━━ Lesetext ━━

8. Bindungswirkung der Entscheidung, mit der die Sache an die erste Instanz zurückverwiesen wird
T 2558/18 × View decision
Verweist eine Beschwerdekammer eine Angelegenheit zur Erteilung eines Patents in genau bestimmter Fassung, d.h. mit genau bezeichneten Ansprüchen, Beschreibung und Zeichnungen, an die Prüfungsabteilung zurück, so beruht die Entscheidung über die Fassung des Patents auf Artikel 111 (1) Satz 2, Variante 1, EPÜ. Diese Patentfassung ist für die Prüfungsabteilung in Anwendung des in Artikel 111 (2) EPÜ verankerten Rechtsgrundsatzes bindend (res iudicata, rechtskräftig), in deren Anwendung auch die Zurückverweisung erfolgt. Das Verfahren nach Regel 71 (6) EPÜ findet im Hinblick auf die sich aus Artikel 111 (2) EPÜ ergebende bindende Wirkung gemäß Artikel 164 (2) EPÜ keine Anwendung.
8.2. Erstinstanzliches Organ an die Entscheidung der Beschwerdekammer gebunden
Dies ist die 9. Ausgabe (2019) dieser Publikation; für die 10. Ausgabe (2022) siehe hier |
Gemäß Art. 111 (2) EPÜ sind die erstinstanzlichen Organe des EPA an die rechtliche Beurteilung der Beschwerdekammer gebunden, wenn diese die Angelegenheit an das Organ zurückverweist, das die angefochtene Entscheidung erlassen hat.

━━━
━━ Bereitgestelltes Material ━━

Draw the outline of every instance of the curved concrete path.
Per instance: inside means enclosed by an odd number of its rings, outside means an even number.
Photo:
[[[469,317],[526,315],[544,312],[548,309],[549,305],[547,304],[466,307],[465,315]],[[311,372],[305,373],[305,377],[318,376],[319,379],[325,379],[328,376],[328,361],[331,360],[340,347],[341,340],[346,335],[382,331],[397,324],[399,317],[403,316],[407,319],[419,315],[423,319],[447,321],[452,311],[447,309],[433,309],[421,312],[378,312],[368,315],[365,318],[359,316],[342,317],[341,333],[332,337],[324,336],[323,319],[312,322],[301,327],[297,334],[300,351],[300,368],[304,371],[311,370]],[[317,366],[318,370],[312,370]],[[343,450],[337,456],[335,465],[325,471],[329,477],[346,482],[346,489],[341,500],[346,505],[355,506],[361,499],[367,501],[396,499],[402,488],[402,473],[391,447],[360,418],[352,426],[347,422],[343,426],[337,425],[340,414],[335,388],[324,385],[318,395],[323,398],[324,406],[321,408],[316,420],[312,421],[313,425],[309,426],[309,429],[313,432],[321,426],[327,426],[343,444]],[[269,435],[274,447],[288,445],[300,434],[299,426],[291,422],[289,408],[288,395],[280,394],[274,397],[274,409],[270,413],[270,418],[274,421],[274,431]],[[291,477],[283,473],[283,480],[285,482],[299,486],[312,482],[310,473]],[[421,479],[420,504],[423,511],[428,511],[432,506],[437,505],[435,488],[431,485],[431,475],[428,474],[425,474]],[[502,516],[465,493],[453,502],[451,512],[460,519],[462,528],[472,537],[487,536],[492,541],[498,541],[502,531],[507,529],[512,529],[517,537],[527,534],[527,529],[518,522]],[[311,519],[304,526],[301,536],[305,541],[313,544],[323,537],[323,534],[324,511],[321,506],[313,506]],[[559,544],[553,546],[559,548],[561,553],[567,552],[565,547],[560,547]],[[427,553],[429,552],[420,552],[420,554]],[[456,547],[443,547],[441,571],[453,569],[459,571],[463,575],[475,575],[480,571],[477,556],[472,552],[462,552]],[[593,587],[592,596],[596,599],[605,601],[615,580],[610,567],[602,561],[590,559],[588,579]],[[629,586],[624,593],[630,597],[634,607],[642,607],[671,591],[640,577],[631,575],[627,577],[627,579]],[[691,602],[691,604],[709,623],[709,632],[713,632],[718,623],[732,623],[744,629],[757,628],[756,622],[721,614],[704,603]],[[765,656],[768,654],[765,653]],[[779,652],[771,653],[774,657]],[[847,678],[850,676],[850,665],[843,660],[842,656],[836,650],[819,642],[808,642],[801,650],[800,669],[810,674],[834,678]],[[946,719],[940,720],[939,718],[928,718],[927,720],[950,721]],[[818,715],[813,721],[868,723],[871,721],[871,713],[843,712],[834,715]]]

━━━

**Schriftliche Aufgabe**
Schreiben Sie aus dem Lesetext den Wortlaut zwischen „8.2. Erstinstanzliches Organ“ und „Entscheidung erlassen hat.“ einschließlich dieser beiden Stellen unverändert ab.

**Ergebnis**
8.2. Erstinstanzliches Organ an die Entscheidung der Beschwerdekammer gebunden
Dies ist die 9. Ausgabe (2019) dieser Publikation; für die 10. Ausgabe (2022) siehe hier |
Gemäß Art. 111 (2) EPÜ sind die erstinstanzlichen Organe des EPA an die rechtliche Beurteilung der Beschwerdekammer gebunden, wenn diese die Angelegenheit an das Organ zurückverweist, das die angefochtene Entscheidung erlassen hat.